## [Supplied entries]
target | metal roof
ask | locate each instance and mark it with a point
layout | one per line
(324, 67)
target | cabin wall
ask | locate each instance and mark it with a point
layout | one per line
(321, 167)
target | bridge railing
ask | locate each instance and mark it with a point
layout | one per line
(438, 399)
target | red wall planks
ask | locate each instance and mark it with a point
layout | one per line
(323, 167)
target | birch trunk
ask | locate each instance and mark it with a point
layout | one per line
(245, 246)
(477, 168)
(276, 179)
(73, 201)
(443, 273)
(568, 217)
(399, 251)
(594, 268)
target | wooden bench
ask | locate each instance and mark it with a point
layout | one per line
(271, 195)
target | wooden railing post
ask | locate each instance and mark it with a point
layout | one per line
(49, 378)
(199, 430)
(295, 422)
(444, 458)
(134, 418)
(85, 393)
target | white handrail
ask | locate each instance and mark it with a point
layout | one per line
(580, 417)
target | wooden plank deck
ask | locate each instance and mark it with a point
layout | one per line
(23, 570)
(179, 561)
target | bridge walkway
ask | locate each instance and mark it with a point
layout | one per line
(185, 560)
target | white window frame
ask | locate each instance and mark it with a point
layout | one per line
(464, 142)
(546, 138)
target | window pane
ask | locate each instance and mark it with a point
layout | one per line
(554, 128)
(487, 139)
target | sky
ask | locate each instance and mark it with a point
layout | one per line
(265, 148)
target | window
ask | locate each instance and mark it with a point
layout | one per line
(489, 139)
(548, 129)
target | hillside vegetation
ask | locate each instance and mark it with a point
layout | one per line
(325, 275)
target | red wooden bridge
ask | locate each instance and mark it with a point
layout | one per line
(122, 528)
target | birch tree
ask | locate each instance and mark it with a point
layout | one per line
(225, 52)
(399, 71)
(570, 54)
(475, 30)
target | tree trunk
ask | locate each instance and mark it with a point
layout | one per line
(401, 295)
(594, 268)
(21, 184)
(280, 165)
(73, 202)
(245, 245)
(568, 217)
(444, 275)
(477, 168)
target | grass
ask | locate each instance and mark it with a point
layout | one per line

## [Problem description]
Rewrite the listing above, changing every "one per line" to "each on its own line" and leaving everything else as it is.

## [Task result]
target | metal roof
ask | locate each instance and mark it with a point
layout | each on its own line
(324, 67)
target | cabin wall
ask | locate each instance and mark it with a point
layout | each on its own line
(321, 167)
target | bridge railing
ask | locate each instance and mark it with a point
layout | each on its own line
(438, 399)
target | red wall planks
ask | locate each instance and mark it with a point
layout | each on its own line
(323, 167)
target | birch trunk
ask | locate each instance and mark it with a point
layout | each on its own line
(245, 246)
(477, 168)
(276, 179)
(73, 201)
(443, 273)
(568, 217)
(399, 251)
(594, 268)
target | wooden bench
ask | locate each instance and mark it with a point
layout | each on its own line
(271, 195)
target | wooden railing post
ask | locate each instance and mark it with a point
layout | each on its own line
(49, 378)
(199, 430)
(295, 422)
(444, 458)
(134, 418)
(85, 393)
target | white handrail
ask | locate each instance and mark it with a point
layout | each on its own line
(580, 417)
target | wooden plank deck
ask | locate each instance and mark it with a point
layout | each on its own line
(23, 570)
(179, 561)
target | bridge walkway
ask | locate each instance and mark it with a point
layout | each on its own line
(185, 560)
target | white window frame
ask | locate each instance and mark it with a point
layout | each on its own line
(464, 142)
(546, 138)
target | window pane
ask | locate each instance and mark it with a point
layout | each on its own line
(554, 128)
(487, 139)
target | sky
ask | locate each instance and mark it with a point
layout | each on its own line
(265, 148)
target | window
ask | locate each instance and mark it with a point
layout | each on its own line
(489, 139)
(548, 129)
target | hillside vegetation
ask | locate each instance and mark it with a point
layout | each on its own line
(325, 275)
target | red wooden bridge
ask | locate each instance and mark it with a point
layout | each on its own line
(122, 528)
target | birch tree
ask | locate each instance and mark it with a point
layout | each on its own line
(225, 52)
(399, 71)
(570, 54)
(475, 30)
target | tree trunk
ask | locate each instance and mark it with a point
layout | each on its own line
(401, 295)
(594, 268)
(21, 184)
(280, 165)
(73, 202)
(245, 245)
(568, 217)
(444, 275)
(477, 168)
target | grass
ask | locate each instance and mark it with a point
layout | each on its own line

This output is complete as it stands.